» **Challenge**:
Copy every item below word for word, leaving out the pictures.

» **Exercise materials**:
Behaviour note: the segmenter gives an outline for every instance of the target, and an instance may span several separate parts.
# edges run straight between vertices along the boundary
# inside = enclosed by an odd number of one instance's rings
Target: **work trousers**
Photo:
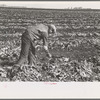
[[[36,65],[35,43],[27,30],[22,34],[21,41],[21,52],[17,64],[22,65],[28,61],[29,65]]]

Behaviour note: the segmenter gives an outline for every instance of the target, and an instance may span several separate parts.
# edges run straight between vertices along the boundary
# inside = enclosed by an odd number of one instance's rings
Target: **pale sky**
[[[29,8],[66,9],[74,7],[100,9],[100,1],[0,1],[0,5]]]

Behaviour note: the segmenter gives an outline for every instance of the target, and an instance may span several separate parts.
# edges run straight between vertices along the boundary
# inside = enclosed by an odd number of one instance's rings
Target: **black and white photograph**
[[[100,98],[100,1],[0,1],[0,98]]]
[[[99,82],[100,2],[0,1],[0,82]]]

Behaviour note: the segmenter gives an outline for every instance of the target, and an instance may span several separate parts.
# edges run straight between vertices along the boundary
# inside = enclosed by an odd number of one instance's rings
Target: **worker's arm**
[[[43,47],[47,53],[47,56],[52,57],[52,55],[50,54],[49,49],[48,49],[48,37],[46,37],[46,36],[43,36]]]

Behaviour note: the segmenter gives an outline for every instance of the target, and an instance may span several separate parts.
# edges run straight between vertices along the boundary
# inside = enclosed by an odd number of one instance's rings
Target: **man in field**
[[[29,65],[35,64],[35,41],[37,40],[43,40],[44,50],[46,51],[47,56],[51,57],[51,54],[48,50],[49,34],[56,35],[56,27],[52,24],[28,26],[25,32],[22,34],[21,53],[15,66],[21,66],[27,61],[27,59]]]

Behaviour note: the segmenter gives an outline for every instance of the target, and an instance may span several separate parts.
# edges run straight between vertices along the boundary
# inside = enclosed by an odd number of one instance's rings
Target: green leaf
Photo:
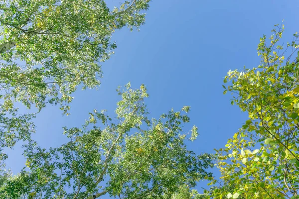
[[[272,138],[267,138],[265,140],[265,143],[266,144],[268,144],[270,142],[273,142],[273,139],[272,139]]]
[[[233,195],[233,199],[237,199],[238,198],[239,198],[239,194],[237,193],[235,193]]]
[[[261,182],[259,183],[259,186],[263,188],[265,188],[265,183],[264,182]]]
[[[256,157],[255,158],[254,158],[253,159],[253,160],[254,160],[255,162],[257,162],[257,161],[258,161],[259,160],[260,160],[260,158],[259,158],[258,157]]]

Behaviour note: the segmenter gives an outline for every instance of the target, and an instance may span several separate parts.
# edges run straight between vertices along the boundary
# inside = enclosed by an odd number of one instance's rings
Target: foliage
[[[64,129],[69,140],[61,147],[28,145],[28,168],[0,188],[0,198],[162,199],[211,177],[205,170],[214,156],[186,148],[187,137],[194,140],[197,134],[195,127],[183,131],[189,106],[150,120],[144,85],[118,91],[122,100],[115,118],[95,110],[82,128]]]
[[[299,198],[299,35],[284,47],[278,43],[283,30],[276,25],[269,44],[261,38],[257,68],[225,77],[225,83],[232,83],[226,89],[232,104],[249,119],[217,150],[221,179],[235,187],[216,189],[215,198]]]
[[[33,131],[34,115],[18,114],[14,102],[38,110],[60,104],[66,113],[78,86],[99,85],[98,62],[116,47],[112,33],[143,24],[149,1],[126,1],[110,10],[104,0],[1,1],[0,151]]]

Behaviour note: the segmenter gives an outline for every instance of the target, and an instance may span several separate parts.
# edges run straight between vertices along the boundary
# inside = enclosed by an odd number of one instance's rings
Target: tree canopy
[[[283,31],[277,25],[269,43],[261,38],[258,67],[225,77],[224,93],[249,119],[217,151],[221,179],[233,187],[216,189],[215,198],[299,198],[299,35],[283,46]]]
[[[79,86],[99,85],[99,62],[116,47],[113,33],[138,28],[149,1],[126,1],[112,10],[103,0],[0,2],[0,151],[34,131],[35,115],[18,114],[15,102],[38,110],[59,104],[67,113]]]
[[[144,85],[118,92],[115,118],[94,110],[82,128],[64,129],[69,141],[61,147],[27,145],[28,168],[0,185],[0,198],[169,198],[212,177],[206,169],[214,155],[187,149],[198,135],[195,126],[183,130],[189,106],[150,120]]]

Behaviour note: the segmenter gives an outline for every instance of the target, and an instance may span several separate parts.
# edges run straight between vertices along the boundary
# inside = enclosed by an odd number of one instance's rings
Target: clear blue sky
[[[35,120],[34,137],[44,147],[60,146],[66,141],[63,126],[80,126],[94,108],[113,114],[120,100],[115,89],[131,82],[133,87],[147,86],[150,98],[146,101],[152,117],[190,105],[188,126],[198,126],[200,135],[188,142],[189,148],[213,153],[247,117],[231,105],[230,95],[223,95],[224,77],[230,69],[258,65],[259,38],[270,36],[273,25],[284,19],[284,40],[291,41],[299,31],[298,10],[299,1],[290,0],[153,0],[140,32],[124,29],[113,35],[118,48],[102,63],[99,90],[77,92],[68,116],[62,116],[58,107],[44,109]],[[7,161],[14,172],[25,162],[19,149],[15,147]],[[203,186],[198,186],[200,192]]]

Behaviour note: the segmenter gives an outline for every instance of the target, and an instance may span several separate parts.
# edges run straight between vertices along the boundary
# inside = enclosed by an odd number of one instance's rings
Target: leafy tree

» **Task output**:
Behaviour note: the segmenter gives an outline for every instance of the target, and an instance may span several separate parts.
# edges run straight between vertices along the boundary
# inside = enclosed by an odd number of one instance's rings
Target: **work trousers**
Photo:
[[[36,65],[35,43],[27,30],[22,34],[21,41],[21,52],[17,64],[22,65],[28,61],[29,65]]]

Behaviour note: the segmenter gives an outline for every instance of the target, and an instance may span several separate parts.
# edges run straight between vertices along the boundary
# inside = enclosed by an odd number of one instance's rings
Target: **pale sky**
[[[29,8],[66,9],[74,7],[100,9],[100,1],[0,1],[0,5]]]

Behaviour note: the segmenter gives an outline for every instance of the target, and an instance may span several separate parts.
# edges run straight between vertices along the boundary
# inside = enclosed by an odd number of one instance's rings
Target: **black and white photograph**
[[[100,98],[100,1],[0,1],[0,98]]]
[[[99,82],[100,2],[0,1],[0,82]]]

Behaviour note: the segmenter gives an outline for every instance of the target, and an instance may span several separate parts.
# edges run straight between vertices along the boundary
# inside = enclosed by an odd number of one instance's rings
Target: **worker's arm**
[[[43,47],[47,53],[47,56],[52,57],[52,55],[50,54],[49,49],[48,49],[48,37],[46,37],[46,36],[43,36]]]

Behaviour note: the segmenter gives an outline for every instance of the target, and an instance may span several separate parts.
# edges run straight between vertices along the boundary
# inside = enclosed by an odd number of one instance's rings
Target: **man in field**
[[[29,65],[35,64],[35,41],[37,40],[43,40],[44,50],[46,51],[47,56],[51,57],[51,54],[48,50],[49,34],[56,35],[56,27],[52,24],[28,26],[25,32],[22,34],[21,53],[15,66],[21,66],[27,61],[27,59]]]

Behaviour note: the segmenter gives an outline for every instance of the target, and an instance may span several separate parts.
# edges run straight between vertices along the boundary
# inside = enclosed by an odd number of one instance's rings
Target: green leaf
Photo:
[[[272,138],[267,138],[265,140],[265,143],[266,144],[268,144],[270,142],[273,142],[273,139],[272,139]]]
[[[233,195],[233,199],[237,199],[238,198],[239,198],[239,194],[237,193],[235,193]]]
[[[261,182],[259,183],[259,186],[263,188],[265,188],[265,183],[264,182]]]
[[[256,157],[255,158],[254,158],[253,159],[253,160],[254,160],[255,162],[257,162],[257,161],[258,161],[259,160],[260,160],[260,158],[259,158],[258,157]]]

Behaviour note: the segmenter gives an outline for every instance of the target, and an instance may span several separate parts.
# edges run straight between vertices along the boundary
# inside = enclosed by an odd number of one instance's rings
Target: foliage
[[[64,129],[69,140],[61,147],[28,145],[28,168],[0,188],[0,198],[162,199],[211,177],[205,170],[214,156],[186,148],[187,137],[194,140],[197,134],[195,127],[183,131],[189,106],[150,120],[144,85],[118,91],[122,100],[115,118],[95,110],[82,128]]]
[[[299,198],[299,35],[284,47],[278,43],[283,30],[276,25],[269,44],[261,38],[257,68],[225,77],[225,83],[232,83],[226,89],[232,104],[249,119],[217,150],[221,179],[235,187],[216,189],[215,198]]]
[[[33,131],[34,115],[18,114],[14,102],[38,110],[60,104],[66,113],[78,86],[99,85],[98,62],[116,47],[112,33],[143,24],[149,1],[126,1],[110,10],[104,0],[1,1],[0,151]]]

Behaviour note: the segmenter gives an outline for every instance of the target, and an instance may span several separate parts.
# edges run straight between vertices along the boundary
# inside = enclosed by an odd number of one instance's rings
Target: tree canopy
[[[283,31],[277,25],[269,43],[261,38],[258,67],[225,77],[224,93],[249,119],[217,151],[221,179],[233,187],[216,189],[215,198],[299,198],[299,35],[283,46]]]
[[[79,86],[99,85],[99,62],[116,47],[113,33],[138,28],[149,1],[126,1],[112,10],[103,0],[0,2],[0,151],[34,131],[35,115],[18,114],[15,102],[38,110],[59,104],[67,113]]]
[[[144,85],[118,92],[115,118],[94,110],[82,128],[64,129],[69,141],[61,147],[27,145],[28,168],[0,185],[0,198],[169,198],[212,177],[206,169],[214,155],[187,149],[198,135],[195,126],[183,130],[189,106],[150,120]]]

Behaviour note: the segmenter gives an outline for every instance of the target, and an instance may span several separate parts.
# edges run straight between vertices along the boundary
# inside = enclosed by an odd number of one instance's rings
Target: clear blue sky
[[[35,120],[34,137],[44,147],[60,146],[66,141],[63,126],[80,126],[94,108],[113,114],[120,100],[115,89],[131,82],[133,87],[147,86],[150,98],[146,101],[152,117],[190,105],[188,126],[198,126],[200,135],[188,142],[189,148],[213,153],[247,117],[231,105],[230,95],[223,95],[224,77],[230,69],[258,65],[259,38],[270,36],[273,25],[284,19],[284,40],[291,41],[299,31],[298,10],[299,1],[290,0],[153,0],[140,32],[124,29],[113,35],[118,48],[102,63],[99,90],[77,92],[68,116],[62,116],[58,107],[44,109]],[[7,161],[14,172],[25,162],[19,149],[15,147]],[[203,186],[198,186],[200,192]]]

Behaviour note: the segmenter gives an outline for every instance of the target, and an instance may span several separate parts.
# edges run straight between vertices along the boundary
# inside = enclosed by an odd number of one instance's rings
Target: leafy tree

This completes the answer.